QUÉ HACER> Indica cuántas líneas de los registros contienen la palabra "uniform". Da solo el número.

EXTRACTOS DE REGISTROS>

>>>>>

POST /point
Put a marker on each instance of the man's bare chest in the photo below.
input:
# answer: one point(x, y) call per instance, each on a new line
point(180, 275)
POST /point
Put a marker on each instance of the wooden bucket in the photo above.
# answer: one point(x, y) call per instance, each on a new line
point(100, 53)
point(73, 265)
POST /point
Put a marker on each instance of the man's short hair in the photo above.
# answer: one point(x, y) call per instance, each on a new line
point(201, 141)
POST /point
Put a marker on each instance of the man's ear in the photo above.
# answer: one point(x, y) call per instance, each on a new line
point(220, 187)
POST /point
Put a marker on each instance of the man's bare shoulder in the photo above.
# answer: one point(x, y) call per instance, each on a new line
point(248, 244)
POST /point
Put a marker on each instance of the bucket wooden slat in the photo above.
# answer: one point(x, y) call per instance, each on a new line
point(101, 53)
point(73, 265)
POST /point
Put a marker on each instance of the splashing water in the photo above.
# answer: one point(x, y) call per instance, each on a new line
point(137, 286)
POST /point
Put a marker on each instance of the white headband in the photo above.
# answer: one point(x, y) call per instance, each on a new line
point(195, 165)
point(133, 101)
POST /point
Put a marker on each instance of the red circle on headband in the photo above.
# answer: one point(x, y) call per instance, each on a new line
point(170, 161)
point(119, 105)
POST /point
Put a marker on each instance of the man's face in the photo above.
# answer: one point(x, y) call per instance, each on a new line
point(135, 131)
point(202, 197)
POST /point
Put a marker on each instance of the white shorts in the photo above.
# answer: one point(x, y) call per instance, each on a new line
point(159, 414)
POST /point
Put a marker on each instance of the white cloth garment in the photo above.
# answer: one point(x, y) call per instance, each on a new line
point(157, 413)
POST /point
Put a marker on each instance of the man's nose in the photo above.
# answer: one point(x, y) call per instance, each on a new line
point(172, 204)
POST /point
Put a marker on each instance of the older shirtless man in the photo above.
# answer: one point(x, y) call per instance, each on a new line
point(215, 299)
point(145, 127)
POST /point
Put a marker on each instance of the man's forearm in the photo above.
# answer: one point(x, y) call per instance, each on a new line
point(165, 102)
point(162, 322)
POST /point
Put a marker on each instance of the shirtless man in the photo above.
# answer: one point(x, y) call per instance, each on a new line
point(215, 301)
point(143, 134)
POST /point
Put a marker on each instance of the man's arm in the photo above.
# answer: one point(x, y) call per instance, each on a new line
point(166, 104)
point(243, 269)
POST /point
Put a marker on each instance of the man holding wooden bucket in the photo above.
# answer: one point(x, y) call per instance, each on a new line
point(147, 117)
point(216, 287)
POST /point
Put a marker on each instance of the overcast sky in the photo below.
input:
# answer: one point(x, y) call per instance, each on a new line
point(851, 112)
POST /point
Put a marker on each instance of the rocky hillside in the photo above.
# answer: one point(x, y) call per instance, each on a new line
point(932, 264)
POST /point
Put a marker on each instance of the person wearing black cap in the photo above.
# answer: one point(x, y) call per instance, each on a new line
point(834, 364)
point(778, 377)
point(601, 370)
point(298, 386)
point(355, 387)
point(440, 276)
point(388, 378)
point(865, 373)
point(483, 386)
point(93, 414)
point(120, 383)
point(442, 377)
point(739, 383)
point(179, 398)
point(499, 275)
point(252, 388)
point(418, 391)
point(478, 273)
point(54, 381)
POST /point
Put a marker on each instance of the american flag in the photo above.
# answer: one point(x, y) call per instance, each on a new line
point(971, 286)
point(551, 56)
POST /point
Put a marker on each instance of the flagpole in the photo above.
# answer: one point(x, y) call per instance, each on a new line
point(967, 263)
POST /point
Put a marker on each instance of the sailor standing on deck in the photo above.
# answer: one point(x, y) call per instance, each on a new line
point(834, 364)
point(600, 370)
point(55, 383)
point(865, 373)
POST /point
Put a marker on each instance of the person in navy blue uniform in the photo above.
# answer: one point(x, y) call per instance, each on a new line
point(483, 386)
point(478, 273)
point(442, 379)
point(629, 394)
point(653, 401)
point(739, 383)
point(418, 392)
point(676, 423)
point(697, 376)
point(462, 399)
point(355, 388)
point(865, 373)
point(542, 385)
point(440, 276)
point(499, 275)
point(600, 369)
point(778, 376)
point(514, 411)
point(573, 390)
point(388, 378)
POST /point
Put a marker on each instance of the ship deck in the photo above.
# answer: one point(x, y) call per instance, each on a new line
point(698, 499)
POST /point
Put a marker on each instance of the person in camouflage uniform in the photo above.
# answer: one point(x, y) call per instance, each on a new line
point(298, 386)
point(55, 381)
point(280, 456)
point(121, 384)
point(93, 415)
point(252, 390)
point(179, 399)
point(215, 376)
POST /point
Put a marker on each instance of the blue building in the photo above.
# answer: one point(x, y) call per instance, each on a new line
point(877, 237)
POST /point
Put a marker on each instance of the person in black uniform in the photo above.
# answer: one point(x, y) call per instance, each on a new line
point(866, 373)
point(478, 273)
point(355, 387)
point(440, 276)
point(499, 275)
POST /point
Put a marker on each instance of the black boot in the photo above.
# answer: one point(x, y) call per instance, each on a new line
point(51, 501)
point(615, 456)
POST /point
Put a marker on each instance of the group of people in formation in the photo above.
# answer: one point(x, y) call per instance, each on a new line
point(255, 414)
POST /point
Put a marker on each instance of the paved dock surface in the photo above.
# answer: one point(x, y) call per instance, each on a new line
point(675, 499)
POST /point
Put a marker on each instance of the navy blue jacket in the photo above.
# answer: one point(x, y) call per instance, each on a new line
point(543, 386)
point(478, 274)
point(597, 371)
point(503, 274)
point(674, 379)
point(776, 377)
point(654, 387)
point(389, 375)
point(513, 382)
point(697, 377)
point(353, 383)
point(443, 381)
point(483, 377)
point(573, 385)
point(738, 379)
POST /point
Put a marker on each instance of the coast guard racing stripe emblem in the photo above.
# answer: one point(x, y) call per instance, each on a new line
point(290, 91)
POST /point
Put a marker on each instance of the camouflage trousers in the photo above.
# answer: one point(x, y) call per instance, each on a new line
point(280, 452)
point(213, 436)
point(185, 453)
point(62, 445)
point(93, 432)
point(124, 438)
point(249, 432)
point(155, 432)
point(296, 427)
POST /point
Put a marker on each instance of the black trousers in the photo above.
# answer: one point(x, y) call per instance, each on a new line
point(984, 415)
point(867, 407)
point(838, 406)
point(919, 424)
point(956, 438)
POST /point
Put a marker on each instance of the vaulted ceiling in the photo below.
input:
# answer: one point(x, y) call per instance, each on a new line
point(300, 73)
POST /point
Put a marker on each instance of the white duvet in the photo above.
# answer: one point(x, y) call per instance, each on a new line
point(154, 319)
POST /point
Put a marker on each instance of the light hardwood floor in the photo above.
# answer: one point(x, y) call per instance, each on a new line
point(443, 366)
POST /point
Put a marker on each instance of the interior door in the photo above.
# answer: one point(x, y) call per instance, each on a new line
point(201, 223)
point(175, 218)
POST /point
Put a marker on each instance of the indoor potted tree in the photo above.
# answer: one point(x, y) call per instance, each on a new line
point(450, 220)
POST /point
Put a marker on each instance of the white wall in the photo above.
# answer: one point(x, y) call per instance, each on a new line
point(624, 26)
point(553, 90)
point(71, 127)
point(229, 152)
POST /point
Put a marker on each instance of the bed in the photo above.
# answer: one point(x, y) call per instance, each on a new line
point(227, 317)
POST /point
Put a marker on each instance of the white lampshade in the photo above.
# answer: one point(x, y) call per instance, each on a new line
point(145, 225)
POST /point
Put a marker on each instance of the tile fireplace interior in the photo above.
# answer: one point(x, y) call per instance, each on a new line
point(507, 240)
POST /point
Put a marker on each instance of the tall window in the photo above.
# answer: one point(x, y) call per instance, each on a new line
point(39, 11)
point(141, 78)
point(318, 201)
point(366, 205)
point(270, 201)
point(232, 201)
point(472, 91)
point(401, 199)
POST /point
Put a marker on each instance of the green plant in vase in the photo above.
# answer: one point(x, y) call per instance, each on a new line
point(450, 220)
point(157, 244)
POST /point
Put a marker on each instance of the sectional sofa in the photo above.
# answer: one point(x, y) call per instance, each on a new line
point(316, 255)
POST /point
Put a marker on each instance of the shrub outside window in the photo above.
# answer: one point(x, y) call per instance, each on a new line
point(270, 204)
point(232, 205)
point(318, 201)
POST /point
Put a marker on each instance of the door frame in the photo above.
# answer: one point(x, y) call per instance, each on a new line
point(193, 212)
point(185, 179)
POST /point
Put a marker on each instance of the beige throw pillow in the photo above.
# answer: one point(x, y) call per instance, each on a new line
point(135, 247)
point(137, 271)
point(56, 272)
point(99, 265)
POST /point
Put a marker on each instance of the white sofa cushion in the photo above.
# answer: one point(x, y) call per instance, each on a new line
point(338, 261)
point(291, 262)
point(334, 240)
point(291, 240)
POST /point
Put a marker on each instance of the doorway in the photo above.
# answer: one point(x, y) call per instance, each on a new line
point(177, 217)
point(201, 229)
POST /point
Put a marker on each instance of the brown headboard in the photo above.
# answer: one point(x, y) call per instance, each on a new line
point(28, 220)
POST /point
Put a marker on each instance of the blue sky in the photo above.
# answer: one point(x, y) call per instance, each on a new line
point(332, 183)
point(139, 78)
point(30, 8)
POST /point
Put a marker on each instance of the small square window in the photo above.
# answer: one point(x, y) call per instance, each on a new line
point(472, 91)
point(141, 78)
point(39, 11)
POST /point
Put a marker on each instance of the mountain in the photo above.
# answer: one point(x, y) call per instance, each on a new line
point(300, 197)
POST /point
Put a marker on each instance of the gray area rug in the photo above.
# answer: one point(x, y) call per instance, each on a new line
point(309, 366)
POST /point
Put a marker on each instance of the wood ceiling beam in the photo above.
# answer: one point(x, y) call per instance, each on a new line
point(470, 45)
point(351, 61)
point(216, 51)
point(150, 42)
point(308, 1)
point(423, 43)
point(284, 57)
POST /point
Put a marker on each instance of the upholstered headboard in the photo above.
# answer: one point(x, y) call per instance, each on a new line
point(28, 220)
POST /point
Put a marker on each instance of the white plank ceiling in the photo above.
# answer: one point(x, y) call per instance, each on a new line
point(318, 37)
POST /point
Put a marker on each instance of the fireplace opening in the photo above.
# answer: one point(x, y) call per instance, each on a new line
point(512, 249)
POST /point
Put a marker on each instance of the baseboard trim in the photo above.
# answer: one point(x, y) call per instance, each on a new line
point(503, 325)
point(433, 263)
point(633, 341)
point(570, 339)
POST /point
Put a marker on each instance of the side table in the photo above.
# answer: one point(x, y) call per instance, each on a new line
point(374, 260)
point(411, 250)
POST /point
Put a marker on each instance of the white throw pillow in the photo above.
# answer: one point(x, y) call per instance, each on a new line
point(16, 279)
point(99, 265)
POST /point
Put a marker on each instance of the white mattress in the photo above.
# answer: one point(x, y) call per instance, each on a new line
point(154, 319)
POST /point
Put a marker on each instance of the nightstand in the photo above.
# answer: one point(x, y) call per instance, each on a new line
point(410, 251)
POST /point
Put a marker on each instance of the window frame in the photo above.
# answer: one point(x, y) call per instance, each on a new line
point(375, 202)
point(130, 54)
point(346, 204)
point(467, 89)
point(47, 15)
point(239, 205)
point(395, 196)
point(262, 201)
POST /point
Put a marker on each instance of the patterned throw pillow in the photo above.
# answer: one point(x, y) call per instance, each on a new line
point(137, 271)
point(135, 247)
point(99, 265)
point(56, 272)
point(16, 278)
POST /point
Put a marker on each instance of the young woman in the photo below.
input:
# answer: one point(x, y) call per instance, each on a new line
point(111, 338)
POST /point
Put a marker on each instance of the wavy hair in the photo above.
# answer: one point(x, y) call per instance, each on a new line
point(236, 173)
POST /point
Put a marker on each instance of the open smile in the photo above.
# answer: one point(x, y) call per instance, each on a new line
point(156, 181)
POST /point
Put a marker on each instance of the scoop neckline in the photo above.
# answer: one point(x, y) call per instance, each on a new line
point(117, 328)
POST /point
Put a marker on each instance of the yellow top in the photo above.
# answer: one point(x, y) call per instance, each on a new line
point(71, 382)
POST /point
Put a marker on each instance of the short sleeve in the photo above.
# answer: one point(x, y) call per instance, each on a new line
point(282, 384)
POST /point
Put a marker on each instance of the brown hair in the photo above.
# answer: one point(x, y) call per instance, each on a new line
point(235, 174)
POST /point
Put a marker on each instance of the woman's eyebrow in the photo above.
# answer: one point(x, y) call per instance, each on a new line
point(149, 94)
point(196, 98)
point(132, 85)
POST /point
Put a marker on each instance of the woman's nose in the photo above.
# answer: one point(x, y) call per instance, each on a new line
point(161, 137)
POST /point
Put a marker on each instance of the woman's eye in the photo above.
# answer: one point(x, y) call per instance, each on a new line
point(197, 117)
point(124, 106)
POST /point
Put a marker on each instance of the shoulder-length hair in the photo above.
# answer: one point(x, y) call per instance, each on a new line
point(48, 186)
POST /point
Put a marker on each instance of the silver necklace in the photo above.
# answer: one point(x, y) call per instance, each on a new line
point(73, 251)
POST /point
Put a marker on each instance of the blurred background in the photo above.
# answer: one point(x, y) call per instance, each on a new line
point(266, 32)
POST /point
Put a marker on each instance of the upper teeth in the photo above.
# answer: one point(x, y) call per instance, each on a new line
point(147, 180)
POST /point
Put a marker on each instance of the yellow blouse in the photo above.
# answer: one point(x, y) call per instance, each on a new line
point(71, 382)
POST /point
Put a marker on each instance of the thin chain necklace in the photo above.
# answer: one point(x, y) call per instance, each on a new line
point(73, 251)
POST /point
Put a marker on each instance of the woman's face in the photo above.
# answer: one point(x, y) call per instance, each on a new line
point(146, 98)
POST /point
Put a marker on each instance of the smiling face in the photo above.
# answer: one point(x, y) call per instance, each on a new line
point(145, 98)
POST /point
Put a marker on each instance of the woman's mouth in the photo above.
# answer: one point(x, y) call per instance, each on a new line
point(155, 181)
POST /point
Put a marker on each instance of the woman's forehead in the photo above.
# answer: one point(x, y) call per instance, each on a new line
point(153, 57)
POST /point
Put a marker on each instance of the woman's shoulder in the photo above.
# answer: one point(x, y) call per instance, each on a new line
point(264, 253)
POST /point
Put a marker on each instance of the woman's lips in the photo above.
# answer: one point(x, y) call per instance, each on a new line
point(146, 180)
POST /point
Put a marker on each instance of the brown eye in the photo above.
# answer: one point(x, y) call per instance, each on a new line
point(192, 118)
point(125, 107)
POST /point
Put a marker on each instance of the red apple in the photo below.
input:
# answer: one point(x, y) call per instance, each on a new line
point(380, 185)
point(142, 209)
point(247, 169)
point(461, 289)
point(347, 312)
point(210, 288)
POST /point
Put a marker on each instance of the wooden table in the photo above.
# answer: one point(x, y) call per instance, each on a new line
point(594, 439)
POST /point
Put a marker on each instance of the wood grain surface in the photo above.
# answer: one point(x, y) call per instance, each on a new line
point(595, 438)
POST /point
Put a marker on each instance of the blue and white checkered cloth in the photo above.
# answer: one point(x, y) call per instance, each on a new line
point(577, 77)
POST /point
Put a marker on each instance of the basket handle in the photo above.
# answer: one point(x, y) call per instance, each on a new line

<<<<<

RESULTADO CORRECTO> 3